Written exercise: Please write out all of the entries below word for word, leaving the pictures out.

Stored data:
— START —
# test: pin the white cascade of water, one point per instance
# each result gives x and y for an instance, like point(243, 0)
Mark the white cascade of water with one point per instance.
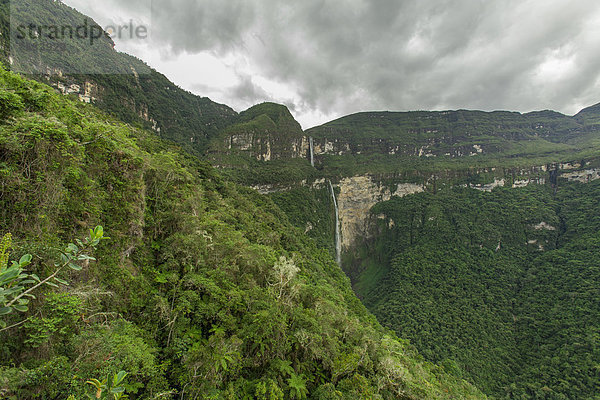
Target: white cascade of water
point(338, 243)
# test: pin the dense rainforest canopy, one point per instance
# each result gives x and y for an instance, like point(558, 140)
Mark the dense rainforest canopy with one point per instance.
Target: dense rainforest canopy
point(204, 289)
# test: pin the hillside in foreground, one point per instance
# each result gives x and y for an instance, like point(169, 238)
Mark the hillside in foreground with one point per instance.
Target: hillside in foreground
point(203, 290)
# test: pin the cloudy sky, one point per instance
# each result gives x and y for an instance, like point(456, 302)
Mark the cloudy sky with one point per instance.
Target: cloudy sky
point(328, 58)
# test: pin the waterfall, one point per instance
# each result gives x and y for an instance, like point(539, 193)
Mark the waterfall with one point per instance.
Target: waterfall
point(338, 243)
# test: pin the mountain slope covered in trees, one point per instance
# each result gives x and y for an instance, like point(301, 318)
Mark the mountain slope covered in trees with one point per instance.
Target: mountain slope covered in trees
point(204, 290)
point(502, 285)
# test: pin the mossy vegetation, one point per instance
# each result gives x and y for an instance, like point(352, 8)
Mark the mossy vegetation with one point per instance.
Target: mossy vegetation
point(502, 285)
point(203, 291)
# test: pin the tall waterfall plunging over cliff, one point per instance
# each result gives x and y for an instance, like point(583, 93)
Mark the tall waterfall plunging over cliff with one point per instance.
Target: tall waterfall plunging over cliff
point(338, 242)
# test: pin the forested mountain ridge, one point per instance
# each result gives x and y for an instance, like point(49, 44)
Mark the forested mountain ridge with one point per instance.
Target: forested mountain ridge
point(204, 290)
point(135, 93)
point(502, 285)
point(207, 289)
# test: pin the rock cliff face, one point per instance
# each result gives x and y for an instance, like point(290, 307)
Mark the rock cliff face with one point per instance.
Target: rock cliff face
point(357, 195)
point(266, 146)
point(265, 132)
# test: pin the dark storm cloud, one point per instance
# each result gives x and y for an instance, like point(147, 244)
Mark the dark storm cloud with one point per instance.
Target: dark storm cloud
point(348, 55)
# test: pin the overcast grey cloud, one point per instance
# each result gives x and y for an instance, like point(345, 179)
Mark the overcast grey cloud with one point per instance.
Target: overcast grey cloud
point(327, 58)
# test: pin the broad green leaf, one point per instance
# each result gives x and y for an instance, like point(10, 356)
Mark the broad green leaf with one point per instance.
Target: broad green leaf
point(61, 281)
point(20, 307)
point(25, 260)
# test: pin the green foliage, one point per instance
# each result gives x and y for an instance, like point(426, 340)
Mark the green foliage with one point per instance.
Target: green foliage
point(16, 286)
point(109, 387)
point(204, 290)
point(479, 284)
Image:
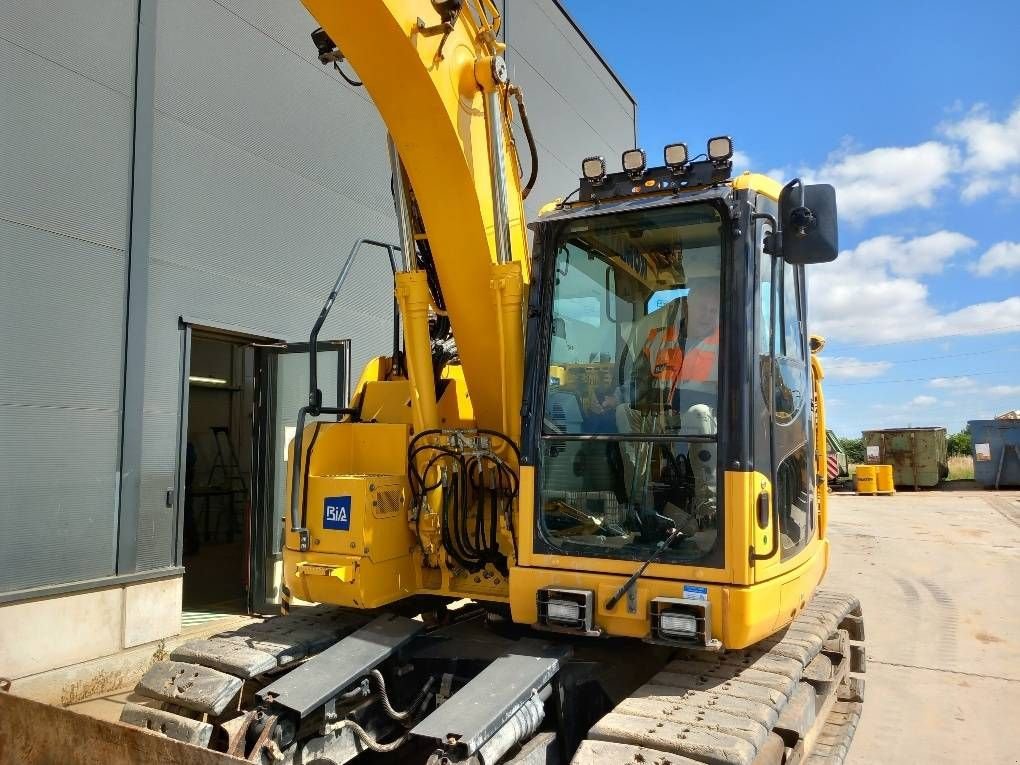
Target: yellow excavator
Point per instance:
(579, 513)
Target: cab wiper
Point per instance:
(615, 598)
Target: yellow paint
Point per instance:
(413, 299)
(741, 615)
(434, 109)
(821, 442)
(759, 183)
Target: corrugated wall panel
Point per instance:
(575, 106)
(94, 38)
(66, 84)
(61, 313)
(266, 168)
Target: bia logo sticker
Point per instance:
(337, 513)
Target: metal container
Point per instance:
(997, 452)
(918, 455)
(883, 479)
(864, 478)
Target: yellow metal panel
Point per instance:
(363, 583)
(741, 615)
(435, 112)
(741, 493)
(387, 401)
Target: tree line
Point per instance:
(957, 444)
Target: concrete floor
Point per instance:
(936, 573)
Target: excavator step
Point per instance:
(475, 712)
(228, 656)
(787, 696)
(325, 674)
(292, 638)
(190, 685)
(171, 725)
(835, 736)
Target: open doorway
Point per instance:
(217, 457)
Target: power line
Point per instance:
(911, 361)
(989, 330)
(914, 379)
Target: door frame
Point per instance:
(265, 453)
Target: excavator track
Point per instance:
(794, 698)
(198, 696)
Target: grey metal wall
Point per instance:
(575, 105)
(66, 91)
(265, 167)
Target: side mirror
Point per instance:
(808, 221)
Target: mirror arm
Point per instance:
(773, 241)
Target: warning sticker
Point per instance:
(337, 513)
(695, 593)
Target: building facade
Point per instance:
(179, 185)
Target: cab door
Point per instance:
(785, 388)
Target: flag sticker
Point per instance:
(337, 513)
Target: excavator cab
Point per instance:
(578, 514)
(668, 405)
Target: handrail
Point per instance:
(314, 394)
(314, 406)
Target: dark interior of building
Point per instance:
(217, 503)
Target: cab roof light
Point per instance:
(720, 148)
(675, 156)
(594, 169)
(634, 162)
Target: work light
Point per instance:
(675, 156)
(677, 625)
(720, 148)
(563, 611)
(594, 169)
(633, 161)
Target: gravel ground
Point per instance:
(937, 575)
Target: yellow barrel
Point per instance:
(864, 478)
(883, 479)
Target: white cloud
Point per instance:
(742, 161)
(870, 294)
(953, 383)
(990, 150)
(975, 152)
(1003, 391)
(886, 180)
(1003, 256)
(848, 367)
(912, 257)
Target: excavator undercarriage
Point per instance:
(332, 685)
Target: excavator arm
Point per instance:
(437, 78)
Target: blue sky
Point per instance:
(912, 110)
— END —
Task answer:
# test: pin the white cascade of water, one point per instance
# each result gives x and y for an instance, like point(243, 0)
Mark the white cascade of water with one point per instance.
Target: white cascade of water
point(338, 243)
# test: pin the dense rainforest canopy, one point per instance
# each result gives x and y for an instance, like point(558, 140)
Mark the dense rainforest canopy with one point per instance.
Target: dense rainforest canopy
point(204, 289)
# test: pin the hillside in foreground, one point per instance
# each result gives x and y for an instance, like point(169, 238)
Mark the hillside in foreground with one point per instance.
Target: hillside in foreground
point(203, 290)
# test: pin the cloudy sky, one point per instance
# each result gives x and y for an instance, like point(456, 302)
Mark the cloudy sky with one point per instance.
Target: cloudy sky
point(328, 58)
# test: pin the waterfall, one point per instance
# each result gives x and y for an instance, like point(539, 193)
Mark the waterfall with one point per instance.
Target: waterfall
point(338, 243)
# test: pin the mountain slope covered in trees, one point per instance
# each result gives x and y for an instance, like point(301, 318)
Mark the mountain slope covered in trees with one point per instance.
Target: mountain slope covered in trees
point(204, 290)
point(502, 285)
# test: pin the mossy vegetation, one point per instance
# each result gives x and y for an instance, like point(352, 8)
Mark the mossy vegetation with one point per instance.
Target: mossy vegetation
point(502, 285)
point(203, 291)
# test: pin the tall waterfall plunging over cliff, one point per instance
# each result gives x and y for an instance, like point(583, 93)
Mark the tall waterfall plunging over cliff with one point per instance.
Target: tall waterfall plunging over cliff
point(338, 242)
# test: pin the forested mountain ridge, one point per instance
# each result gives x and y for an instance, like point(49, 44)
Mark the forested mountain ridge with one point per instance.
Target: forested mountain ridge
point(204, 290)
point(135, 93)
point(502, 285)
point(207, 289)
# test: pin the rock cliff face, one point per instance
# each result gives x and y for an instance, like point(290, 307)
Mark the rock cliff face with one point per instance.
Target: rock cliff face
point(357, 195)
point(266, 146)
point(265, 132)
# test: pin the dark storm cloud, one point per instance
# each result gives x and y for an instance, like point(147, 244)
Mark the dark storm cloud with one point per instance.
Target: dark storm cloud
point(348, 55)
# test: pin the overcast grey cloud, one point per instance
# each result gives x and y for an instance, like point(345, 179)
Mark the overcast grey cloud with one point per instance.
Target: overcast grey cloud
point(327, 58)
# test: pin the broad green leaf, one point per instance
# each result gives x and y for an instance, like point(10, 356)
Mark the broad green leaf with one point per instance.
Target: broad green leaf
point(61, 281)
point(20, 307)
point(25, 260)
# test: pin the green foliage, one point per instance
# each result gives x and y for an instance, like point(426, 340)
Mark the green foliage with one point per instance.
Target: green foliage
point(16, 286)
point(109, 387)
point(204, 290)
point(479, 284)
Image:
Target: yellow excavator
Point per instance:
(579, 513)
Target: cab wiper
Point per instance:
(615, 598)
Target: yellow paint
Point per instance:
(413, 299)
(741, 615)
(434, 109)
(821, 442)
(759, 183)
Target: corrugated wall panel
Point per instance:
(575, 106)
(94, 38)
(66, 84)
(61, 313)
(266, 168)
Target: bia logo sticker
Point per instance:
(337, 513)
Target: metal container
Point per instance:
(997, 452)
(918, 455)
(883, 479)
(864, 478)
Target: yellow metal panel
Point per instance:
(363, 583)
(741, 615)
(435, 112)
(741, 493)
(387, 401)
Target: tree line
Point per instance:
(957, 444)
Target: concrete floor
Point per instance:
(936, 573)
Target: excavator step
Point per instance:
(475, 712)
(228, 656)
(787, 696)
(325, 674)
(292, 638)
(190, 685)
(171, 725)
(835, 736)
Target: open doorway
Point per instance:
(217, 457)
Target: power line
Point per instance:
(911, 361)
(989, 330)
(914, 379)
Target: door frame
Point per instance:
(265, 453)
Target: excavator track
Point per instance:
(794, 698)
(198, 696)
Target: grey metal wall
Point per instance:
(575, 105)
(66, 91)
(265, 167)
Target: side mirror
Point per instance:
(808, 221)
Target: mirror arm
Point per instance:
(773, 241)
Target: warning sticker
Point per instance:
(337, 513)
(695, 593)
Target: building facade
Point per instance:
(179, 185)
Target: cab door
Point per instance:
(785, 388)
Target: flag sticker
Point per instance:
(337, 513)
Target: excavator cab
Point per instance:
(578, 514)
(668, 405)
Target: handrail
Point per instance:
(314, 394)
(314, 406)
Target: dark interior of building
Point per instance:
(217, 503)
Target: cab roof light
Point per instance:
(720, 148)
(675, 156)
(594, 169)
(634, 162)
Target: work light
Point per instance:
(675, 156)
(677, 625)
(720, 148)
(563, 611)
(594, 169)
(633, 161)
Target: gravel ground
Point per instance:
(937, 575)
Target: yellow barrel
Point per instance:
(864, 478)
(883, 479)
Target: white cloud
Point per instance:
(742, 161)
(870, 294)
(953, 383)
(990, 150)
(975, 152)
(1003, 391)
(886, 180)
(1003, 256)
(848, 367)
(912, 257)
Target: excavator undercarriage
Point per instance:
(332, 685)
Target: excavator arm
Point per instance:
(437, 78)
Target: blue sky
Point per instance:
(912, 110)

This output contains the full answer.